START Supplied passage

It's far from clear whether Trump has any leverage, let alone unilateral power, to mandate the question's inclusion in the decennial report. Under Article I of the U.S. Constitution, Congress holds power over the census, not the president.
Justice Department officials told the White House earlier this week that the case was a dead end, The Washington Post reported. Still, some legal scholars told the newspaper that the White House has a path to try again in the Supreme Court if Trump does attempt an executive order, citing a rule that allows the government file a motion for the court to reconsider a ruling within 25 days.
Taking executive action on the census would be a last-ditch attempt to the circumvent the Supreme Court's recent decision to effectively block the addition of the question. Chief Justice John Roberts called the administration's arguments in favor of the question "contrived" and a "distraction," and sent the case back to a lower court.
The Department of Justice and Commerce Secretary Wilbur Ross had both confirmed to reporters earlier this week that the census forms would be printed without the question after the high court's decision. But Trump tweeted Wednesday that "we are absolutely moving forward, as we must" on the citizenship question — directly contradicting his own administration.
After Trump's tweet, a DOJ lawyer reportedly reversed his prior stance, telling a federal judge that the department is now looking at finding a "legally available path" to include the question. U.S. District Court Judge George Hazel set a 2 p.m. ET deadline Friday for the government to make a decision on whether to keep fighting for the citizenship question.
Critics of the citizenship question say it would reduce the accuracy of the census by chilling turnout among minority and immigrant populations, which could have major impacts on how the U.S. data affects all sorts of decisions. The Trump administration has maintained that it simply makes sense to know whether someone in the U.S. is or is not a citizen.

END Supplied passage
START Source data

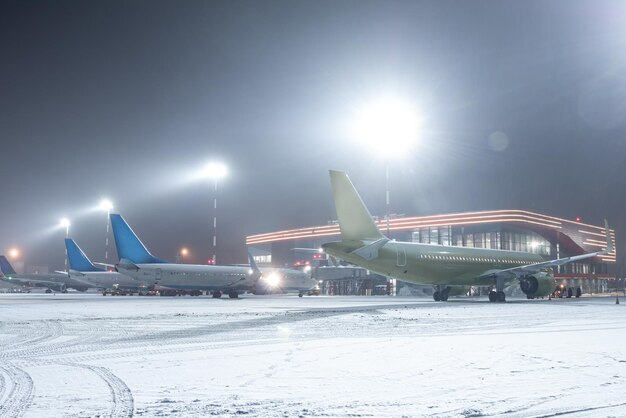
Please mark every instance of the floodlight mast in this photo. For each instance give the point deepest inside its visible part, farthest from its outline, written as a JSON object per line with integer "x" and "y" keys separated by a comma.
{"x": 65, "y": 223}
{"x": 106, "y": 206}
{"x": 215, "y": 171}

END Source data

▶ **Required tasks**:
[1] Translate this sentence from the census passage into Spanish: "Under Article I of the U.S. Constitution, Congress holds power over the census, not the president."
[2] Return the stretch of the census passage from "Justice Department officials" up to and including "a lower court.".
[3] In the census passage, what deadline did U.S. District Court Judge George Hazel set for the government?

▶ **The results**:
[1] Según el Artículo I de la Constitución de los Estados Unidos, el Congreso tiene el poder sobre el censo, no el presidente.

[2]
Justice Department officials told the White House earlier this week that the case was a dead end, The Washington Post reported. Still, some legal scholars told the newspaper that the White House has a path to try again in the Supreme Court if Trump does attempt an executive order, citing a rule that allows the government file a motion for the court to reconsider a ruling within 25 days.
Taking executive action on the census would be a last-ditch attempt to the circumvent the Supreme Court's recent decision to effectively block the addition of the question. Chief Justice John Roberts called the administration's arguments in favor of the question "contrived" and a "distraction," and sent the case back to a lower court.

[3] 2 p.m. ET on Friday, to decide whether to keep fighting for the citizenship question.